Written instruction
Pull out every line of the material that contains the string "navy", matching case exactly.

Excerpted records
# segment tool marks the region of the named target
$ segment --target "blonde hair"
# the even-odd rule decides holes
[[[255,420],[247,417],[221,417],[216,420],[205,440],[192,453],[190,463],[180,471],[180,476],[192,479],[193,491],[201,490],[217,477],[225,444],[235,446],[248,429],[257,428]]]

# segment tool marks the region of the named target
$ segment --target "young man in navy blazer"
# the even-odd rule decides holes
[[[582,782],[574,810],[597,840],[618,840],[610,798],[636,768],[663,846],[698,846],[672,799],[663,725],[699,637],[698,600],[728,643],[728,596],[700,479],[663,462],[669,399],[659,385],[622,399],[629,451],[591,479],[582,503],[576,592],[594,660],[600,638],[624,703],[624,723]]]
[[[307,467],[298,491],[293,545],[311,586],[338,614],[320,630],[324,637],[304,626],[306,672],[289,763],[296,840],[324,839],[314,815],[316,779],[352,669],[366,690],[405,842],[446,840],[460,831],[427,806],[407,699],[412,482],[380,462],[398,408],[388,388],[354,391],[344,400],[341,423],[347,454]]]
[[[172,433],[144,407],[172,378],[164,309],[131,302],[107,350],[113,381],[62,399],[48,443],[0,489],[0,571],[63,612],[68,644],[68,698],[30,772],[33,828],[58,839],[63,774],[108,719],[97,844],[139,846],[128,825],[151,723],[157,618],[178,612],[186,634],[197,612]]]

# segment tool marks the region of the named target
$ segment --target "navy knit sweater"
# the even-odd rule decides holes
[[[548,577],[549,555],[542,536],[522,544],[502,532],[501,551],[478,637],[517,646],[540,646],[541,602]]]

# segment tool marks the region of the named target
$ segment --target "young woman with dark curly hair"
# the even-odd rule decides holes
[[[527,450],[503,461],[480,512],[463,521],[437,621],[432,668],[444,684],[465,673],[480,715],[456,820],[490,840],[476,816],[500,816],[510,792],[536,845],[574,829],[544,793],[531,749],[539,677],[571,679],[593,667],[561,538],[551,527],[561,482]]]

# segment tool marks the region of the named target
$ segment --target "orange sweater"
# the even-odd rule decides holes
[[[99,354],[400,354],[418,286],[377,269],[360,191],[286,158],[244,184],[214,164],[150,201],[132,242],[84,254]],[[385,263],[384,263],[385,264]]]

Finished answer
$ segment --target "young man in navy blazer"
$ segment --target "navy knit sweater"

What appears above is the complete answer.